◆ DATA LISTING
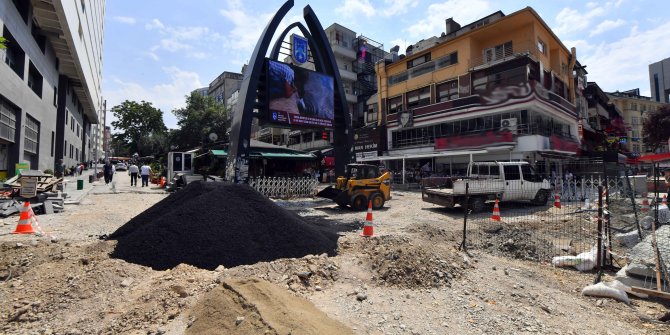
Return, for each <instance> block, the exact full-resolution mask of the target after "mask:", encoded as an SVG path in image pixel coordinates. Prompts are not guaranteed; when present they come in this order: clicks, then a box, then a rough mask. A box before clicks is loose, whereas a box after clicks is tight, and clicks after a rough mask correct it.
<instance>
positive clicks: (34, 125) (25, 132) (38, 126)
mask: <svg viewBox="0 0 670 335" xmlns="http://www.w3.org/2000/svg"><path fill="white" fill-rule="evenodd" d="M24 128H25V129H24V130H25V135H24V140H25V147H24V150H25V151H27V152H30V153H33V154H36V153H37V148H38V144H39V133H40V126H39V123H38V122H37V120H35V119H33V118H32V117H31V116H30V115H26V125H25V127H24Z"/></svg>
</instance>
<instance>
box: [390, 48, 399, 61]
mask: <svg viewBox="0 0 670 335" xmlns="http://www.w3.org/2000/svg"><path fill="white" fill-rule="evenodd" d="M398 51H400V46H399V45H396V46H394V47H393V48H391V61H392V62H395V61H397V60H398Z"/></svg>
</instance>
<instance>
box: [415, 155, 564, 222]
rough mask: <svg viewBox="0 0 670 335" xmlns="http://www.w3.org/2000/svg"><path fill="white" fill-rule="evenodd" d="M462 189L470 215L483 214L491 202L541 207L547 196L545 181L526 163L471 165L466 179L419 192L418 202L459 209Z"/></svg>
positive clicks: (462, 179)
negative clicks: (520, 203)
mask: <svg viewBox="0 0 670 335" xmlns="http://www.w3.org/2000/svg"><path fill="white" fill-rule="evenodd" d="M466 185H468V195H469V196H470V199H469V201H468V207H469V208H470V209H471V210H472V211H473V212H480V211H482V210H484V208H485V204H486V202H488V201H495V199H498V200H499V201H501V202H506V201H530V203H531V204H533V205H544V204H546V203H547V201H548V200H549V196H550V195H551V185H550V184H549V181H547V180H546V179H543V178H542V177H541V176H539V175H538V174H537V173H535V171H534V169H533V168H532V167H531V166H530V164H528V163H527V162H472V163H470V164H469V165H468V173H467V177H465V178H461V179H456V180H452V179H447V181H446V182H445V183H444V185H441V186H437V187H426V188H423V190H422V192H421V198H422V199H423V201H425V202H430V203H433V204H436V205H441V206H445V207H448V208H453V207H454V206H456V205H460V206H463V205H464V204H465V193H466V192H465V188H466Z"/></svg>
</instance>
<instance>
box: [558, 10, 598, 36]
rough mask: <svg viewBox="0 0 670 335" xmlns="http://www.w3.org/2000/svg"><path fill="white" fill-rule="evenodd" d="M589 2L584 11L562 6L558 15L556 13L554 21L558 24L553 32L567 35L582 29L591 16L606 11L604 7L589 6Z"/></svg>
mask: <svg viewBox="0 0 670 335" xmlns="http://www.w3.org/2000/svg"><path fill="white" fill-rule="evenodd" d="M589 4H590V3H589ZM589 4H587V6H586V7H587V9H588V11H586V12H583V11H578V10H576V9H572V8H569V7H566V8H563V9H562V10H561V11H560V12H559V13H558V15H556V23H557V24H558V27H556V28H555V29H553V30H554V32H555V33H556V34H558V35H567V34H571V33H575V32H579V31H582V30H584V29H586V28H588V27H589V26H590V24H591V20H592V19H593V18H595V17H598V16H602V15H605V14H606V13H607V11H606V9H605V7H603V6H589ZM606 7H608V6H606Z"/></svg>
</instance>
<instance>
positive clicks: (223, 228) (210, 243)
mask: <svg viewBox="0 0 670 335" xmlns="http://www.w3.org/2000/svg"><path fill="white" fill-rule="evenodd" d="M338 237H339V235H338V234H337V233H336V230H334V229H330V228H329V227H324V226H315V225H310V224H309V223H307V222H305V221H304V220H303V219H302V218H301V217H300V216H298V215H296V214H295V213H293V212H290V211H287V210H285V209H283V208H281V207H279V206H277V205H275V204H274V203H273V202H272V201H271V200H270V199H267V198H266V197H264V196H263V195H261V194H259V193H258V192H256V191H255V190H254V189H252V188H251V187H249V186H248V185H243V184H224V183H204V182H199V181H198V182H193V183H190V184H188V186H186V187H185V188H183V189H182V190H180V191H178V192H176V193H174V194H171V195H170V196H168V197H167V198H165V199H163V200H162V201H160V202H158V203H157V204H156V205H154V206H153V207H151V208H149V209H147V210H146V211H144V212H143V213H141V214H140V215H138V216H136V217H134V218H133V219H132V220H130V221H128V223H126V224H125V225H124V226H122V227H121V228H119V229H118V230H117V231H115V232H114V233H113V234H111V235H110V239H115V240H117V241H118V244H117V246H116V248H115V250H114V252H113V253H112V257H114V258H120V259H123V260H126V261H127V262H131V263H136V264H141V265H145V266H150V267H152V268H153V269H156V270H165V269H169V268H173V267H175V266H176V265H178V264H180V263H185V264H190V265H193V266H196V267H199V268H203V269H210V270H213V269H215V268H216V267H217V266H219V265H224V266H225V267H234V266H238V265H243V264H254V263H257V262H261V261H272V260H276V259H279V258H294V257H295V258H299V257H303V256H305V255H309V254H317V255H318V254H322V253H327V254H328V255H330V256H334V255H335V252H336V249H337V238H338Z"/></svg>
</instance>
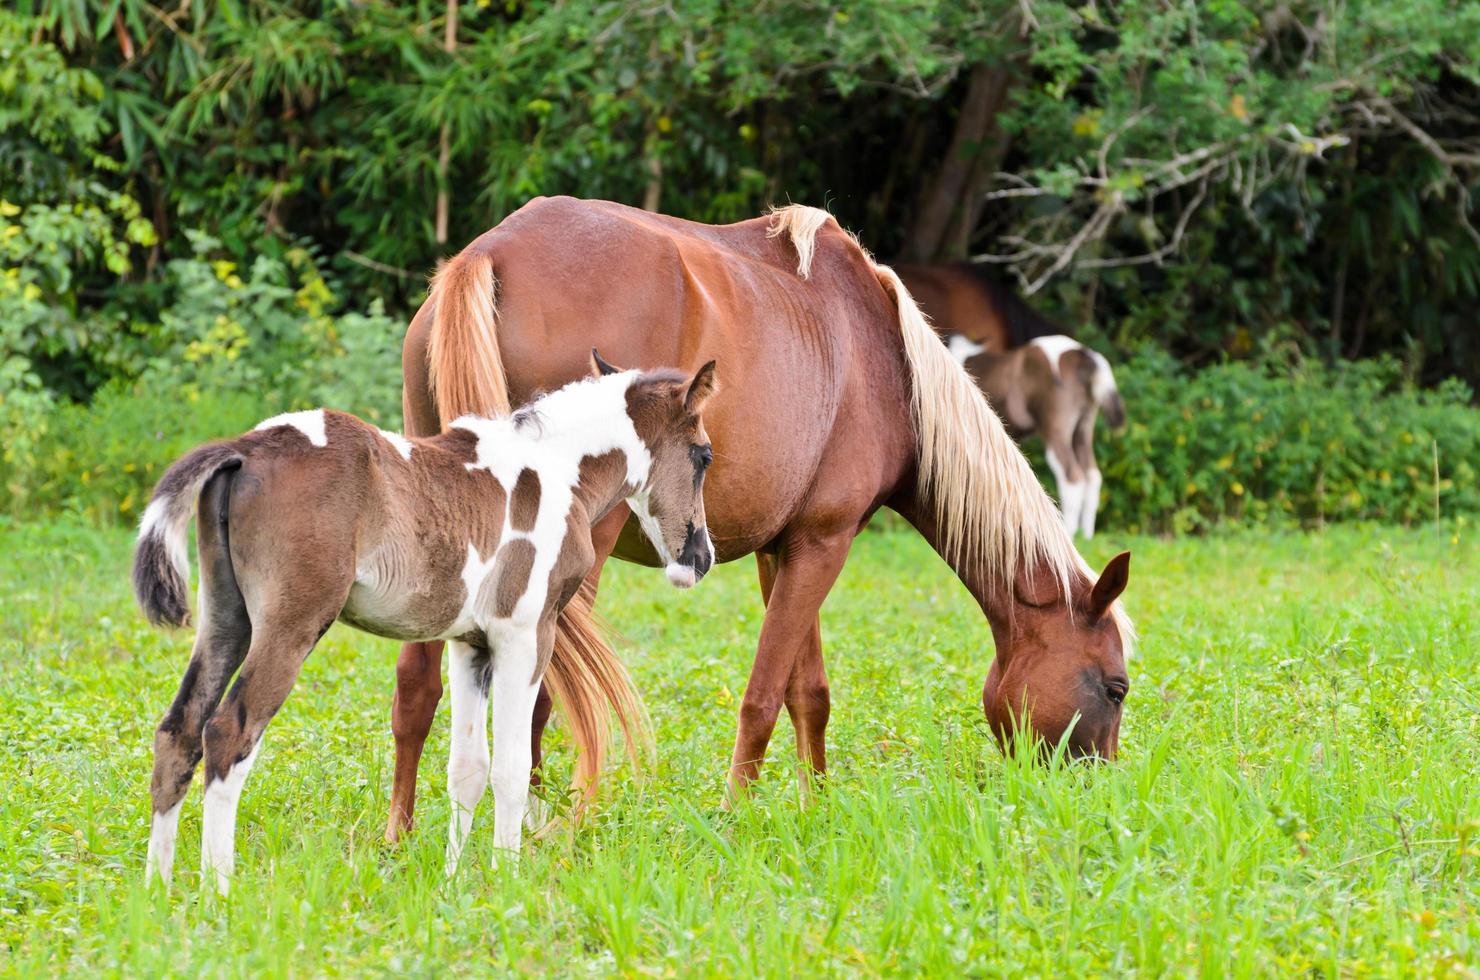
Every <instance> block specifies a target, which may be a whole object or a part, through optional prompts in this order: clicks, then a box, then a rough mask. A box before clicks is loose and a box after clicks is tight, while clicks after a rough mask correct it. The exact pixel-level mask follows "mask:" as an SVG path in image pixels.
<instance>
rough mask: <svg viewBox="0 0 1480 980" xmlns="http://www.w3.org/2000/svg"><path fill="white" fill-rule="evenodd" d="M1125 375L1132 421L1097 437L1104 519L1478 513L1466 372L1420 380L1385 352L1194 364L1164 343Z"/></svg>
mask: <svg viewBox="0 0 1480 980" xmlns="http://www.w3.org/2000/svg"><path fill="white" fill-rule="evenodd" d="M1116 377H1117V380H1119V382H1120V389H1122V392H1123V397H1125V401H1126V407H1128V413H1129V423H1128V426H1126V429H1125V431H1123V432H1120V434H1114V432H1106V431H1104V429H1103V428H1101V432H1100V434H1098V437H1097V456H1098V459H1100V468H1101V472H1103V474H1104V481H1106V491H1104V496H1106V499H1104V509H1103V512H1101V514H1103V517H1101V524H1103V526H1104V527H1111V528H1126V530H1131V531H1137V530H1144V531H1178V533H1180V531H1188V530H1205V528H1208V527H1211V526H1214V524H1218V523H1228V521H1231V523H1236V524H1243V523H1301V524H1316V523H1322V521H1339V520H1363V518H1366V520H1381V521H1397V523H1403V524H1413V523H1421V521H1431V520H1434V517H1436V508H1437V512H1439V514H1443V515H1455V514H1476V512H1480V472H1477V469H1476V466H1477V465H1480V412H1477V410H1476V409H1473V407H1471V406H1470V398H1471V392H1470V391H1468V389H1467V388H1465V386H1464V385H1461V383H1459V382H1449V383H1444V385H1442V386H1440V388H1437V389H1434V391H1422V389H1416V388H1413V386H1412V385H1410V383H1406V382H1405V380H1403V376H1402V372H1400V370H1399V366H1397V364H1396V363H1394V361H1388V360H1379V361H1359V363H1351V364H1345V366H1342V367H1341V369H1328V367H1323V366H1320V364H1319V363H1316V361H1304V363H1298V364H1274V363H1267V364H1262V366H1261V364H1251V363H1228V364H1220V366H1217V367H1208V369H1203V370H1199V372H1188V370H1185V369H1183V367H1180V366H1178V364H1177V363H1175V361H1174V360H1172V358H1171V357H1168V355H1166V354H1165V352H1159V351H1153V349H1147V351H1143V352H1141V354H1140V355H1138V357H1135V358H1134V360H1131V361H1129V363H1126V364H1123V366H1119V367H1117V369H1116ZM1436 468H1437V472H1436Z"/></svg>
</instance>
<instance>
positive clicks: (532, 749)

◆ EXERCISE AIM
Could you put every line of the items above into a JSON list of strings, one string per line, skipping blank lines and leaving out the picture lines?

◆ COMPLETED TASK
[
  "Return, for each <instance> block, the exact full-resolution mask of the target after \"mask:\", encoded as an SVG path in image pixel coordinates. Prompts are not guaranteed; when present they come in this order: clicks, then a box, then a rough mask. A box before clicks is loose, whereas a box after clicks is tight, and clicks after a rough mask correct it.",
  "<instance>",
  "positive clicks: (34, 125) (25, 132) (38, 126)",
  "mask: <svg viewBox=\"0 0 670 335\" xmlns=\"http://www.w3.org/2000/svg\"><path fill=\"white\" fill-rule=\"evenodd\" d=\"M24 128H25V129H24V130H25V135H24V140H25V147H24V150H25V151H27V152H30V153H33V154H36V153H37V148H38V144H39V133H40V126H39V123H38V122H37V120H35V119H33V118H32V117H31V116H30V115H26V125H25V127H24Z\"/></svg>",
  "</instance>",
  "<instance>",
  "box: [390, 48, 399, 61]",
  "mask: <svg viewBox=\"0 0 670 335\" xmlns=\"http://www.w3.org/2000/svg\"><path fill=\"white\" fill-rule=\"evenodd\" d=\"M398 51H400V46H399V45H396V46H394V47H393V48H391V61H392V62H395V61H397V60H398Z\"/></svg>",
  "</instance>",
  "<instance>",
  "box: [415, 155, 564, 222]",
  "rough mask: <svg viewBox=\"0 0 670 335\" xmlns=\"http://www.w3.org/2000/svg\"><path fill=\"white\" fill-rule=\"evenodd\" d=\"M462 189L470 215L483 214L491 202L541 207L547 196L545 181L526 163L471 165L466 179L419 192L418 202L459 209Z\"/></svg>",
  "positive clicks: (462, 179)",
  "negative clicks: (520, 203)",
  "mask: <svg viewBox=\"0 0 670 335\" xmlns=\"http://www.w3.org/2000/svg\"><path fill=\"white\" fill-rule=\"evenodd\" d=\"M466 185H468V195H469V196H470V199H469V201H468V207H469V208H470V209H471V210H472V211H473V212H480V211H482V210H484V208H485V204H486V202H488V201H495V199H498V200H499V201H501V202H506V201H530V203H531V204H533V205H544V204H546V203H547V201H548V200H549V196H550V195H551V185H550V184H549V181H547V180H546V179H543V178H542V177H541V176H539V175H538V174H537V173H535V171H534V169H533V168H532V167H531V166H530V164H528V163H527V162H472V163H470V164H469V165H468V173H467V177H465V178H461V179H456V180H452V179H447V181H446V182H445V183H444V185H441V186H437V187H426V188H423V190H422V192H421V198H422V199H423V201H425V202H430V203H433V204H436V205H441V206H445V207H448V208H453V207H454V206H456V205H460V206H463V205H464V204H465V193H466V192H465V188H466Z\"/></svg>",
  "</instance>",
  "<instance>",
  "box: [558, 10, 598, 36]",
  "rough mask: <svg viewBox=\"0 0 670 335\" xmlns=\"http://www.w3.org/2000/svg\"><path fill=\"white\" fill-rule=\"evenodd\" d=\"M589 2L584 11L562 6L558 15L556 13L554 21L558 24L553 32L567 35L582 29L591 16L606 11L604 7L589 6Z\"/></svg>",
  "mask: <svg viewBox=\"0 0 670 335\" xmlns=\"http://www.w3.org/2000/svg\"><path fill=\"white\" fill-rule=\"evenodd\" d=\"M589 4H590V3H589ZM589 4H587V6H586V7H587V9H588V11H586V12H583V11H578V10H576V9H572V8H569V7H566V8H563V9H562V10H561V11H560V12H559V13H558V15H556V23H557V24H558V27H556V28H555V29H553V30H554V32H555V33H556V34H558V35H567V34H571V33H575V32H579V31H582V30H584V29H586V28H588V27H589V26H590V24H591V20H592V19H593V18H595V17H598V16H602V15H605V14H606V13H607V11H606V9H605V7H603V6H589ZM606 7H608V6H606Z\"/></svg>",
  "</instance>",
  "<instance>",
  "positive clicks: (223, 228) (210, 243)",
  "mask: <svg viewBox=\"0 0 670 335\" xmlns=\"http://www.w3.org/2000/svg\"><path fill=\"white\" fill-rule=\"evenodd\" d=\"M338 237H339V235H338V234H337V233H336V230H334V229H330V228H329V227H324V226H315V225H310V224H309V223H307V222H305V221H304V220H303V219H302V218H301V217H300V216H298V215H296V214H295V213H293V212H290V211H287V210H285V209H283V208H281V207H279V206H277V205H275V204H274V203H273V202H272V201H271V200H270V199H267V198H266V197H264V196H263V195H261V194H259V193H258V192H256V191H255V190H254V189H252V188H251V187H249V186H248V185H243V184H224V183H204V182H199V181H198V182H193V183H190V184H188V186H186V187H185V188H183V189H182V190H180V191H178V192H176V193H174V194H171V195H170V196H168V197H167V198H165V199H163V200H162V201H160V202H158V203H157V204H156V205H154V206H153V207H151V208H149V209H147V210H146V211H144V212H143V213H141V214H140V215H138V216H136V217H134V218H133V219H132V220H130V221H128V223H126V224H125V225H124V226H122V227H121V228H119V229H118V230H117V231H115V232H114V233H113V234H111V235H110V239H115V240H117V241H118V244H117V246H116V248H115V250H114V252H113V253H112V257H114V258H120V259H123V260H126V261H127V262H131V263H136V264H141V265H145V266H150V267H152V268H153V269H156V270H165V269H169V268H173V267H175V266H176V265H178V264H180V263H185V264H190V265H193V266H196V267H199V268H203V269H210V270H213V269H215V268H216V267H217V266H219V265H224V266H225V267H234V266H238V265H243V264H254V263H257V262H261V261H272V260H276V259H279V258H294V257H295V258H299V257H303V256H305V255H309V254H317V255H318V254H322V253H327V254H328V255H330V256H334V255H335V252H336V249H337V238H338Z\"/></svg>",
  "</instance>",
  "Every <instance> block specifies a target, which may be a whole object or a part, through optional prompts in this order: clicks, then a box, then a rough mask. A box before clicks is loose and a box after clicks is tight, while clicks after a rough mask correct it. The exact pixel-level mask follows \"mask:\" as an SVG path in image pixels.",
  "<instance>",
  "rough mask: <svg viewBox=\"0 0 1480 980\" xmlns=\"http://www.w3.org/2000/svg\"><path fill=\"white\" fill-rule=\"evenodd\" d=\"M1125 375L1132 421L1097 437L1104 519L1478 513L1466 372L1420 380L1385 352L1194 364L1164 343Z\"/></svg>",
  "mask: <svg viewBox=\"0 0 1480 980\" xmlns=\"http://www.w3.org/2000/svg\"><path fill=\"white\" fill-rule=\"evenodd\" d=\"M1116 377H1117V380H1119V382H1120V389H1122V392H1123V397H1125V401H1126V407H1128V413H1129V423H1128V426H1126V429H1125V431H1123V432H1120V434H1114V432H1106V431H1104V429H1103V428H1101V432H1100V434H1098V437H1097V456H1098V459H1100V468H1101V472H1103V474H1104V481H1106V491H1104V496H1106V499H1104V509H1103V512H1101V514H1103V517H1101V524H1103V526H1104V527H1111V528H1126V530H1131V531H1137V530H1144V531H1178V533H1180V531H1188V530H1205V528H1208V527H1211V526H1214V524H1218V523H1228V521H1231V523H1236V524H1243V523H1301V524H1316V523H1322V521H1339V520H1363V518H1366V520H1381V521H1397V523H1403V524H1413V523H1421V521H1431V520H1434V517H1436V508H1437V512H1439V514H1443V515H1455V514H1476V512H1480V472H1477V469H1476V466H1477V465H1480V412H1477V410H1476V409H1473V407H1471V406H1470V398H1471V392H1470V391H1468V389H1467V388H1465V386H1464V385H1461V383H1459V382H1449V383H1444V385H1442V386H1440V388H1437V389H1434V391H1422V389H1416V388H1413V386H1412V385H1410V383H1406V382H1405V380H1403V376H1402V372H1400V370H1399V366H1397V364H1396V363H1394V361H1388V360H1379V361H1359V363H1351V364H1345V366H1342V367H1341V369H1328V367H1323V366H1320V364H1319V363H1316V361H1304V363H1298V364H1274V363H1267V364H1262V366H1261V364H1251V363H1228V364H1220V366H1217V367H1208V369H1203V370H1199V372H1188V370H1185V369H1183V367H1180V366H1178V364H1177V363H1175V361H1174V360H1172V358H1171V357H1168V355H1166V354H1165V352H1159V351H1153V349H1147V351H1143V352H1141V354H1140V355H1138V357H1135V358H1134V360H1131V361H1129V363H1126V364H1123V366H1119V367H1117V369H1116ZM1436 468H1437V472H1436Z\"/></svg>",
  "</instance>",
  "<instance>",
  "positive clicks: (532, 749)"
]